Task directions »
Print the data again, exactly.

[Point localization data]
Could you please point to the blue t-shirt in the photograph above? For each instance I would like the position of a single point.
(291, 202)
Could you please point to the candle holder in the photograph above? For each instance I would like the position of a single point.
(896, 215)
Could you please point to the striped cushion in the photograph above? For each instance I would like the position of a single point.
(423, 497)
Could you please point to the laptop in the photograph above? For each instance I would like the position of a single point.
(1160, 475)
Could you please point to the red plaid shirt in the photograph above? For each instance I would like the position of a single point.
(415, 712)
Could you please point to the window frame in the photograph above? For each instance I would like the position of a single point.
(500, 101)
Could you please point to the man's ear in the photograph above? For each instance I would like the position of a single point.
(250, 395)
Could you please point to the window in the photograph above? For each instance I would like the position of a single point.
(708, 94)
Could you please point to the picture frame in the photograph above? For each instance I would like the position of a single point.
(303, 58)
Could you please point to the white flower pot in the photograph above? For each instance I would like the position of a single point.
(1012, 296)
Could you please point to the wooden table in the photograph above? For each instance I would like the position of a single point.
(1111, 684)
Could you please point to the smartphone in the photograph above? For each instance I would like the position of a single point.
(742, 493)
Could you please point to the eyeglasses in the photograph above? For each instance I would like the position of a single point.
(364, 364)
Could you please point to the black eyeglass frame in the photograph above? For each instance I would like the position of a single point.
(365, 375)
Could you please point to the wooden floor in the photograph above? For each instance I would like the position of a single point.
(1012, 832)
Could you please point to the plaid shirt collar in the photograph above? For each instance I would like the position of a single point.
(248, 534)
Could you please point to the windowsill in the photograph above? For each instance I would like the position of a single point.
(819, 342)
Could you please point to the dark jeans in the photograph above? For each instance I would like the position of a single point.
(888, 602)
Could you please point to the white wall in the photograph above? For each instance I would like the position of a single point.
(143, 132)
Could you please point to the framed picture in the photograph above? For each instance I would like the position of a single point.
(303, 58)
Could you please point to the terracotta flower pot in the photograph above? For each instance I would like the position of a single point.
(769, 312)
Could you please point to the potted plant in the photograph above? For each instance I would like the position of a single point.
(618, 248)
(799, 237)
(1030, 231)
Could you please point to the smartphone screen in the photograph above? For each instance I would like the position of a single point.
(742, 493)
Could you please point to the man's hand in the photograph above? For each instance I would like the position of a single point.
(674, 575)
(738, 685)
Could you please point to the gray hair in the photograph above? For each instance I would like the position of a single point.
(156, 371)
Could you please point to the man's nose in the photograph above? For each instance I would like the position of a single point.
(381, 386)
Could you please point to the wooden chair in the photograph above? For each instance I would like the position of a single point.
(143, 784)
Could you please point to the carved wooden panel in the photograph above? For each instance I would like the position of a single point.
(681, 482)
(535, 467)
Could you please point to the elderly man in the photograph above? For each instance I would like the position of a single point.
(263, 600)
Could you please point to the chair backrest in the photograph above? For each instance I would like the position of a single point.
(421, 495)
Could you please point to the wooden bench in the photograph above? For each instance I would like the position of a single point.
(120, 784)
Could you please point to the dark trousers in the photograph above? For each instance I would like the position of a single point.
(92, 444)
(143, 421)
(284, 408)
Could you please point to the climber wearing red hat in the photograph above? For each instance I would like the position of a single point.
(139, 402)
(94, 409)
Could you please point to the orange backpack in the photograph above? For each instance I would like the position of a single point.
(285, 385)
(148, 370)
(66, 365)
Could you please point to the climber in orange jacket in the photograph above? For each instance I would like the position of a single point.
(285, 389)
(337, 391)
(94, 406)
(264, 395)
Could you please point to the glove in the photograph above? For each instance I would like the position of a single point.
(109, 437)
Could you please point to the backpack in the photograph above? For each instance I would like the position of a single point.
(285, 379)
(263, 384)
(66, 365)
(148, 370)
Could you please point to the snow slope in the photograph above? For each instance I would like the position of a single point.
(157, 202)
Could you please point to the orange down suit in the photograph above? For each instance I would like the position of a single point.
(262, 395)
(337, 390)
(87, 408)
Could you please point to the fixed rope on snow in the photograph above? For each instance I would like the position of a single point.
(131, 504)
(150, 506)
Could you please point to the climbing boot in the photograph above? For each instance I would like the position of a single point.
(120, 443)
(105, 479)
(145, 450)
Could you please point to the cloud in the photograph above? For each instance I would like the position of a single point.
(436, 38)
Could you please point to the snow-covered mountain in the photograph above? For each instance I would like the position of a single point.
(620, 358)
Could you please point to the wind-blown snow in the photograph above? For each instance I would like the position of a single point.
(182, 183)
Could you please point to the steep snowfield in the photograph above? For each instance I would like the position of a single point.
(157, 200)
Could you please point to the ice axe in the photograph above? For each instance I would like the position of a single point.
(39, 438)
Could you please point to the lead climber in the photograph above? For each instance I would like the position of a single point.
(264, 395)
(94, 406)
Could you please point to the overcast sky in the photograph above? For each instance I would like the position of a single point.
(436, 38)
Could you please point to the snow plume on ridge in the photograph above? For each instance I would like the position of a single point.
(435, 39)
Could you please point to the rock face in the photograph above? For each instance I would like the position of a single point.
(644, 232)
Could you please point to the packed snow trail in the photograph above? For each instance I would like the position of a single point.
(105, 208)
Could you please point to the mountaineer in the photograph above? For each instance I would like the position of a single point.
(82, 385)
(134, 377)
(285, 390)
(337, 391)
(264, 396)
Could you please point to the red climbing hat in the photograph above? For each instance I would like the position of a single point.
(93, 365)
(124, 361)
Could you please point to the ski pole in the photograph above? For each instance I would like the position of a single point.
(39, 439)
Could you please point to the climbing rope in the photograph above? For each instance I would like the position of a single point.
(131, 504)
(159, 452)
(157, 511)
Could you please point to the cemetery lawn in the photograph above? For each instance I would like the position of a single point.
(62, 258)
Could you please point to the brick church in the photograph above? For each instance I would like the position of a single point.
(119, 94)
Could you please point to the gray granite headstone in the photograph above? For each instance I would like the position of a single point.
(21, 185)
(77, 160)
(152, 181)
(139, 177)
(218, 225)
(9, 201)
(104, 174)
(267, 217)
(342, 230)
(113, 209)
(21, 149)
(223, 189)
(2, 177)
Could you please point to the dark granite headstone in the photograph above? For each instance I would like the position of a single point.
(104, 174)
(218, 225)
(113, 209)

Solution to this task »
Could you please point to the blue t-shirt in the photograph above? For each instance I would like the position of a single point.
(291, 202)
Could you please point to the candle holder in the photograph above? For each instance I would like the position of a single point.
(896, 215)
Could you please point to the striped cushion in the photograph above? For each instance I would like the position of a single point.
(423, 497)
Could you please point to the laptop in the photograph above? For each instance I would like the position of a single point.
(1160, 475)
Could you please point to the red plaid shirt in the photograph above? For each instance I would like the position of a single point.
(415, 712)
Could you please point to the window frame in the photograph above? For each instance I would like the position of a single point.
(500, 101)
Could you please point to the man's ear in the photograph above? For each instance I would like the position of a single point.
(250, 395)
Could you please point to the window in the photograph above? For each instance I would like the position of a single point.
(708, 94)
Could you please point to the picture frame in the photograph above? For each instance I would like the position of a single point.
(303, 58)
Could you please point to the white flower pot in the photograph above? For each instance I would like the position of a single point.
(1012, 296)
Could you please point to the wooden table in the photograph above? For each instance I would like the position of a single point.
(1111, 684)
Could you please point to the smartphone in the photograph above? For each instance I would like the position of a single point.
(742, 493)
Could you please point to the eyeglasses in the photograph above? For each instance I would like the position of a single point.
(364, 364)
Could you please point to the black eyeglass frame in the photograph above? For each instance I would like the position of a single point.
(365, 375)
Could you please point to the wooden floor in the photograph above? For each instance I would like the position of a single point.
(1012, 832)
Could you please point to the plaid shirt collar in the photograph above? For each instance I would like the position of a single point.
(248, 534)
Could you please point to the windowsill in the photograph above? For each instance I would like the position of a single point.
(819, 342)
Could you please point to the dark jeans in the photograph above? For each instance I would like the position of a single point.
(888, 602)
Could you please point to the white wall in the photograph above? For each instance I would like the position of a single point.
(143, 132)
Could you please point to the framed picture in the photograph above? For each instance I would like the position of a single point.
(303, 58)
Could you please point to the terracotta flower pot in the photograph above? For each instance I would like the position of a single point.
(769, 312)
Could you please point to the potted plant in the photograph above? For each instance I would like the position of a single point.
(618, 248)
(799, 237)
(1030, 231)
Could you please point to the smartphone screen in the photograph above? For each instance I would like the position of a single point.
(742, 493)
Could you please point to the man's hand in the photograph above? For each instance I would like the position of a single point.
(674, 575)
(738, 685)
Could you please point to the gray hair in the photograph above? For each instance I would like the position of a single point.
(156, 371)
Could you please point to the man's nose in the photograph above? For each instance I would like the position of a single point.
(381, 386)
Could you please point to the wooden chair in the photograph above? For each instance I would like the position of a single point.
(143, 784)
Could you please point to the carved wooden panel in the photograph above? For each instance I would like the position of a single point.
(681, 482)
(535, 467)
Could you please point to the elderly man in the photograph above? For each instance I would like the position of a single point.
(263, 600)
Could you please point to the chair backrest in the photograph above? For each instance I would like the position of a single point.
(421, 495)
Could you please point to the wooden bench in the photograph above? For each instance I would like the position of a single point.
(120, 784)
Could you please point to the dark trousers in the photograph above? For each instance I would like the position of a single point.
(92, 444)
(143, 421)
(284, 408)
Could you please point to the climber wearing red hat in the photograph above? For each instance I would like the position of a single point.
(139, 402)
(94, 409)
Could you please point to the orange backpack in the photograph above? For each instance I would like the position of a single point.
(285, 385)
(148, 370)
(66, 365)
Could you please point to the climber in orange jacket in the photograph above? For each instance I would like the position of a single point.
(285, 389)
(337, 391)
(94, 406)
(264, 395)
Could you please point to the glove in the photograph above? For each instance I would like the position of a single point.
(109, 437)
Could you please point to the backpack in the photograph above? For each instance I would like the position of a single point.
(285, 379)
(263, 384)
(66, 365)
(148, 370)
Could you please point to the snow slope in the photograph above? For each instance I would like the position of a single point.
(157, 202)
Could you please point to the orange down suit in the photograph above? For each instance I would like the position of a single point.
(262, 395)
(337, 390)
(87, 408)
Could you please point to the fixed rope on snow in the photograph above? For each instance I would like the position of a single point.
(131, 504)
(150, 506)
Could you please point to the climbing boot in the photograph above? For each instance I would like the position of a single point.
(120, 443)
(105, 479)
(145, 450)
Could you please point to the cloud in the photograph above? For each instance I would like the position of a single point.
(436, 38)
Could you please point to the snow-covered mountain in the photograph above? For each instance I would like the position of a single point.
(620, 358)
Could you please point to the wind-blown snow in the photograph above? For each instance I would like the position of a single point.
(182, 183)
Could you please point to the steep snowfield in the photograph above? For each instance I would like the position of a single point.
(157, 200)
Could you please point to the ice axe in the photograph above? For each instance I would like the position of a single point.
(39, 438)
Could you please point to the lead climber in the photograph above? For each instance I would like the position of a single point.
(264, 395)
(94, 406)
Could you please point to the overcast sky in the photograph above? For each instance I would like the position of a single point.
(436, 38)
Could you please point to the snow plume on ridge in the photograph above? For each instance I would like the position of a single point.
(435, 39)
Could you please point to the rock face in the photograph above? For each instance I would like the position of a single point.
(644, 232)
Could you please point to the packed snow trail in the photograph above? For each instance I would like the position of a single point.
(105, 208)
Could you please point to the mountaineer in the photograph above? For each instance I would like the position of a single point.
(82, 385)
(134, 377)
(285, 390)
(337, 391)
(264, 396)
Could you please point to the red climbing hat in the photograph above? For each instance I would like the position of a single point.
(93, 365)
(124, 361)
Could you please point to the ski pole in the photograph above? For each instance I would like the position of a single point.
(39, 439)
Could you please point to the climbing rope in the photograph above? For each instance I would like the position of a single point.
(131, 504)
(159, 452)
(157, 511)
Could you please point to the cemetery lawn in the photograph above? For each instance I would like the position of a single point.
(62, 258)
Could you please point to the brick church in the photograph above? For each instance I would like the position of a single point.
(119, 94)
Could you please point to the gray granite headstone in the photograph above? For each instance I would like the position of a single point.
(21, 185)
(77, 160)
(152, 181)
(139, 177)
(218, 225)
(9, 201)
(104, 174)
(267, 217)
(342, 230)
(113, 209)
(21, 149)
(223, 189)
(2, 177)
Could you please point to the dark granite headstone in the photograph above? For each instance I would like the position of a single point.
(104, 174)
(218, 225)
(113, 209)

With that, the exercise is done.